=== PASSAGE ===
+ + + + + + +

Super-super fast Point Inclusion test for Cylinder/Breps?

I put together some code which:

• is based purely on geometry and algebra

• and does not create instances of Point3D or Vector3D types

• uses just pure double types in computing

• so it is supposed to be fast
  All explanation about alghorithm is embended in the code as comments.
  On my PC ( Intel® Xeon® Processor E3-1241 v3 3.50 GHz, 16GB RAM, Win10 Pro) speed of execution for 47.000 points is not mesurable in milliseconds (0 miliseconds).
  With 500.000 of points time execution becomes 5-6 miliseconds.
  Here is the code:

    public static bool[] IsPointInsideCylinder(Cylinder cylinder, Point3d[] points, double tolerance)
    {
        bool[] pointStatus = new bool[points.Length];
        //pointStatus[i] = true => points[i] is inside of cylinder
        Vector3d N = cylinder.Axis;
        N.Unitize(); // N should be already unit size vector, but for any case...

+ + + + + + +

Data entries
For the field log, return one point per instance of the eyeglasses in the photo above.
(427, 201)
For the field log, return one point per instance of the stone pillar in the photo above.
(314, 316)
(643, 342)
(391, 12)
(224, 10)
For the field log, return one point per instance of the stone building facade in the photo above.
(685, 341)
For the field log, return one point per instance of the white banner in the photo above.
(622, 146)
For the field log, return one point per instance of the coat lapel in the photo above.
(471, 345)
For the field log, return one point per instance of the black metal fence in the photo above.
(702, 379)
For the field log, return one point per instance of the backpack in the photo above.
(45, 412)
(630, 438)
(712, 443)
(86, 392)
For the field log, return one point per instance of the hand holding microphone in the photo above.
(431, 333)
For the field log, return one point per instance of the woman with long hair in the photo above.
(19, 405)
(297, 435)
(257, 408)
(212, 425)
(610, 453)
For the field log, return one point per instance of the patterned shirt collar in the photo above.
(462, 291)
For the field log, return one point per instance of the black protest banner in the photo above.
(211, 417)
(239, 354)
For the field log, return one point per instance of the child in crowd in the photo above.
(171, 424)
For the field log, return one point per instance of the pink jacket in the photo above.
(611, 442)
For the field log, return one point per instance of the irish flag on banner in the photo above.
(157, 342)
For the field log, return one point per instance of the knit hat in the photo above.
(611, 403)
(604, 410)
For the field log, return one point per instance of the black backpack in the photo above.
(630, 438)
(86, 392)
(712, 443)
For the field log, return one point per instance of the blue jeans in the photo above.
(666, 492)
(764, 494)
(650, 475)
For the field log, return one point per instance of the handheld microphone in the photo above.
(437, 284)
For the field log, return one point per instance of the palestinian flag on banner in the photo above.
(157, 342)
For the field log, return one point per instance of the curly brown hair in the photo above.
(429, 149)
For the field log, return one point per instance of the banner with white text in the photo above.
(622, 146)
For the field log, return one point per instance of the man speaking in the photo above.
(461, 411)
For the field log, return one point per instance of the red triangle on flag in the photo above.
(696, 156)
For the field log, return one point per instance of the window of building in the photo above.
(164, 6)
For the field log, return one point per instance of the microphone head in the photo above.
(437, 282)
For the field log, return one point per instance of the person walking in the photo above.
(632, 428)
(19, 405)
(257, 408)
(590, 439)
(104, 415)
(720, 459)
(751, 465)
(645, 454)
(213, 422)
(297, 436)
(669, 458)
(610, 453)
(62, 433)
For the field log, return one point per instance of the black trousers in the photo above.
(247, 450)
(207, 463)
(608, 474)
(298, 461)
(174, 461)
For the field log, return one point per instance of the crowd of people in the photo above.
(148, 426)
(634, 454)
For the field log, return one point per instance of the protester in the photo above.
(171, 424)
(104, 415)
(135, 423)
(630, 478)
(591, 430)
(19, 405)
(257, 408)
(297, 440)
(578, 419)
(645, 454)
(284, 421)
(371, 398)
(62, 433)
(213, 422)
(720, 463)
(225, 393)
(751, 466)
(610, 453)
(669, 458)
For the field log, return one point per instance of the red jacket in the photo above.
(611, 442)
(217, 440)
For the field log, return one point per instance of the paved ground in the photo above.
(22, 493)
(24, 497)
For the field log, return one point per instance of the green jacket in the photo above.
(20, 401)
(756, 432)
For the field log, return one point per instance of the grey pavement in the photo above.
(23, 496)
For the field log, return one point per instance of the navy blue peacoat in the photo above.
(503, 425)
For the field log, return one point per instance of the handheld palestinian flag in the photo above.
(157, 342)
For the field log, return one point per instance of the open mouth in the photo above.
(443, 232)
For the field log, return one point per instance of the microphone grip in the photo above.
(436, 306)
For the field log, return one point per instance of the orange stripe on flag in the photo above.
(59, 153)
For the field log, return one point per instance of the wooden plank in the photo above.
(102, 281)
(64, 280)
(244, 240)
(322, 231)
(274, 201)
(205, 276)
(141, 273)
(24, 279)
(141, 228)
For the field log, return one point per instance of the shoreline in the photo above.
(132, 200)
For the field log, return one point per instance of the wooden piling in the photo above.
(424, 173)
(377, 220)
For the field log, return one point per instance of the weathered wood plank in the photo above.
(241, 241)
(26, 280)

+ + + + + + +

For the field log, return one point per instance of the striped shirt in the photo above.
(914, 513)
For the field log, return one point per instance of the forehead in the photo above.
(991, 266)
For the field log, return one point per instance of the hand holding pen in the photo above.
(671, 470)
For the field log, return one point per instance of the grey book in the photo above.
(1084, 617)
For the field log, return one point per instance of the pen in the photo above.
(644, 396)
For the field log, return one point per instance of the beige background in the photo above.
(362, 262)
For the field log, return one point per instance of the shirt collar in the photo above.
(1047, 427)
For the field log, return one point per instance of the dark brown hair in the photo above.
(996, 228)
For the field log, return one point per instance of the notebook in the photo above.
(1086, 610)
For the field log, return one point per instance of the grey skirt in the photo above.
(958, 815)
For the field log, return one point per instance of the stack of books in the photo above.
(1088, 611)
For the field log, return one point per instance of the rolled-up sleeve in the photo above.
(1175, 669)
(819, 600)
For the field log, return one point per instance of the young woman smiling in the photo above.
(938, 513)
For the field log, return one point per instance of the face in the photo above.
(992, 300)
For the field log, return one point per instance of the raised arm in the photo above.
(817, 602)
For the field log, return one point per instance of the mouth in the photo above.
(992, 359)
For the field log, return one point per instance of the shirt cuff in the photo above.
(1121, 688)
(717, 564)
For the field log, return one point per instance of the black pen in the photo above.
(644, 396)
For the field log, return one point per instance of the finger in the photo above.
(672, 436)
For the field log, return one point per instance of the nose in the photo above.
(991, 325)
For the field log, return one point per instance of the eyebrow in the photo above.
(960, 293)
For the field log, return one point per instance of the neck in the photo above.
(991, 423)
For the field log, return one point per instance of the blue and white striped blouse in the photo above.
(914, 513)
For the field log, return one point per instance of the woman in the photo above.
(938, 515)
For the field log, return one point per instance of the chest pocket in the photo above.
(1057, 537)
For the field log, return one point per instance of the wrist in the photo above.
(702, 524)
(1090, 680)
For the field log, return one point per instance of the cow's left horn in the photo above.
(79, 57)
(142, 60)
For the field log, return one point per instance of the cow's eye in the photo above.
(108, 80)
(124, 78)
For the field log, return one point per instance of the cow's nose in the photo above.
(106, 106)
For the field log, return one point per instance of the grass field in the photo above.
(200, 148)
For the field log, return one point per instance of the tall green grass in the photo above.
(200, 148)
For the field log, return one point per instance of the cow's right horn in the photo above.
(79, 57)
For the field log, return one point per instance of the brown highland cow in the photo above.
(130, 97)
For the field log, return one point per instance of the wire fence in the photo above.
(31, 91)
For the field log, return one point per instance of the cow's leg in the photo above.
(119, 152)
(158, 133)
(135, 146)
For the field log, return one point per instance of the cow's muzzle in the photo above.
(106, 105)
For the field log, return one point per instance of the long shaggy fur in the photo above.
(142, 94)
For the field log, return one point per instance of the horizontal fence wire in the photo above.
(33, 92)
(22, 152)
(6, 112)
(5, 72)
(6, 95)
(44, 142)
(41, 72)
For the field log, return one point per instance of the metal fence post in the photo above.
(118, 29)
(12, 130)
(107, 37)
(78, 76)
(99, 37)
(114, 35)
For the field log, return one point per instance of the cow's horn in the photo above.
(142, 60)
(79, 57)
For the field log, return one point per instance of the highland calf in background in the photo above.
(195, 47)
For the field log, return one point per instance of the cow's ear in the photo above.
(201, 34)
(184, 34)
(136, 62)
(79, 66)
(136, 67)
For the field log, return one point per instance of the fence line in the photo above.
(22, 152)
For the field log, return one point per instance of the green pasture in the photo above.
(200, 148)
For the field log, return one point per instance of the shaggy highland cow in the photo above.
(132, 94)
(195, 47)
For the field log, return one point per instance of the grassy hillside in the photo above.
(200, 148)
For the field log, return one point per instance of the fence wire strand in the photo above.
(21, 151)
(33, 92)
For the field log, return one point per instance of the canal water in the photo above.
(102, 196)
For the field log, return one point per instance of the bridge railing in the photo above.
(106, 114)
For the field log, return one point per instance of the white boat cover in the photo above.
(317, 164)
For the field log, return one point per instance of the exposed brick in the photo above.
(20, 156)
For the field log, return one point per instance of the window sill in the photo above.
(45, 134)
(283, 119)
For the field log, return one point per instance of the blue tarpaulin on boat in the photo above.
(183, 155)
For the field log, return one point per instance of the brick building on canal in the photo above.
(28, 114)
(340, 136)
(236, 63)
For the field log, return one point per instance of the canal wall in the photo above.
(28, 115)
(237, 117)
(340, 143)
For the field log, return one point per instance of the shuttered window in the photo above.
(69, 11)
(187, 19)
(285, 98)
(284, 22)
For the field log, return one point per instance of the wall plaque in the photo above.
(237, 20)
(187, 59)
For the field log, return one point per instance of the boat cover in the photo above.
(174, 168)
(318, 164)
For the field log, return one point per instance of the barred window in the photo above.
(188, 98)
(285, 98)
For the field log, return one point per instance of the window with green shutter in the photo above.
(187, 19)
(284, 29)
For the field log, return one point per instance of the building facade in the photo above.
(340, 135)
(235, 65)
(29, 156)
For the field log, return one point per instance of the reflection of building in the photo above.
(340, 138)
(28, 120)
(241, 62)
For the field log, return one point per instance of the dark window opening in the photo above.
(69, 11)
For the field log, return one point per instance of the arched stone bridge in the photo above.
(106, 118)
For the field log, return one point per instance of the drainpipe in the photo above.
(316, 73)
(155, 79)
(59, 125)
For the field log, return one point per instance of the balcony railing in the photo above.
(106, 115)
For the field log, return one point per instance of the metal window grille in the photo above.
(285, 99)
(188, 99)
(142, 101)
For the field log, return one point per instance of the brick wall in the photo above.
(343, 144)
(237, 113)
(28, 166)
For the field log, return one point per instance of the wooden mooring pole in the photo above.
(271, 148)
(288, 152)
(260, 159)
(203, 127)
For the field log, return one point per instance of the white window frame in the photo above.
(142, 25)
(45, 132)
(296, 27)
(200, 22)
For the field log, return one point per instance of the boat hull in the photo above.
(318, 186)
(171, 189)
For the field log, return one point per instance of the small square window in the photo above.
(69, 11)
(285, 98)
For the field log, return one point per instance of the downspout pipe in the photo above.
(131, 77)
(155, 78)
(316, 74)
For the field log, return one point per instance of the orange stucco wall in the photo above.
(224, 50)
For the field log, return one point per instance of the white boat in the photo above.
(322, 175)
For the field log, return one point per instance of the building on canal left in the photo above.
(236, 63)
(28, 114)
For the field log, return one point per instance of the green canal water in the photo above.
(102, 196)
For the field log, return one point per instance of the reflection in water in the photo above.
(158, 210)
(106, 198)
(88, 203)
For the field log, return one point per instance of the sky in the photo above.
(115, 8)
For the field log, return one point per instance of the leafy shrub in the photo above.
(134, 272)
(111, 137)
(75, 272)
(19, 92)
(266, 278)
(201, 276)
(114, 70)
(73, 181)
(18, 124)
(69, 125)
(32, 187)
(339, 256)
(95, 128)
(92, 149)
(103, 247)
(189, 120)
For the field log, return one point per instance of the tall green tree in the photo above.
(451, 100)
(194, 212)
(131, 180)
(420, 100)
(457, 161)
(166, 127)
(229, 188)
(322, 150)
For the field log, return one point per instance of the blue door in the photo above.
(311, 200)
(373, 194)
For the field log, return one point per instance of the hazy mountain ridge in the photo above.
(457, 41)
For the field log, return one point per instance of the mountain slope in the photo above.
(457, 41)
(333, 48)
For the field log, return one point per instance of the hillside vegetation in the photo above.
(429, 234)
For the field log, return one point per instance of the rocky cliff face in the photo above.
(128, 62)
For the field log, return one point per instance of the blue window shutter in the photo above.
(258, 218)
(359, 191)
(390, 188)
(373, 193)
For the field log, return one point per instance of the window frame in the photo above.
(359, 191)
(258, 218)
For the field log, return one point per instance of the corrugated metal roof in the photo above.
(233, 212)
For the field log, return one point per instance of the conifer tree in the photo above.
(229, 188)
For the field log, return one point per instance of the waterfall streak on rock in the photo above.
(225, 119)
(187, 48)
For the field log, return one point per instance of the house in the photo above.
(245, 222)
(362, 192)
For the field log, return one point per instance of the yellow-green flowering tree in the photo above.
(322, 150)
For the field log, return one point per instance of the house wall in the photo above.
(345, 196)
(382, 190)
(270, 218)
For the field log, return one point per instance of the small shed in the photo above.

+ + + + + + +

=== SET PROBLEM ===
Return the forum post above on testing whether points lie inside a cylinder, word for word and unchanged from start to finish.

=== TASK OUTPUT ===
Super-super fast Point Inclusion test for Cylinder/Breps?

I put together some code which:

• is based purely on geometry and algebra

• and does not create instances of Point3D or Vector3D types

• uses just pure double types in computing

• so it is supposed to be fast
  All explanation about alghorithm is embended in the code as comments.
  On my PC ( Intel® Xeon® Processor E3-1241 v3 3.50 GHz, 16GB RAM, Win10 Pro) speed of execution for 47.000 points is not mesurable in milliseconds (0 miliseconds).
  With 500.000 of points time execution becomes 5-6 miliseconds.
  Here is the code:

    public static bool[] IsPointInsideCylinder(Cylinder cylinder, Point3d[] points, double tolerance)
    {
        bool[] pointStatus = new bool[points.Length];
        //pointStatus[i] = true => points[i] is inside of cylinder
        Vector3d N = cylinder.Axis;
        N.Unitize(); // N should be already unit size vector, but for any case...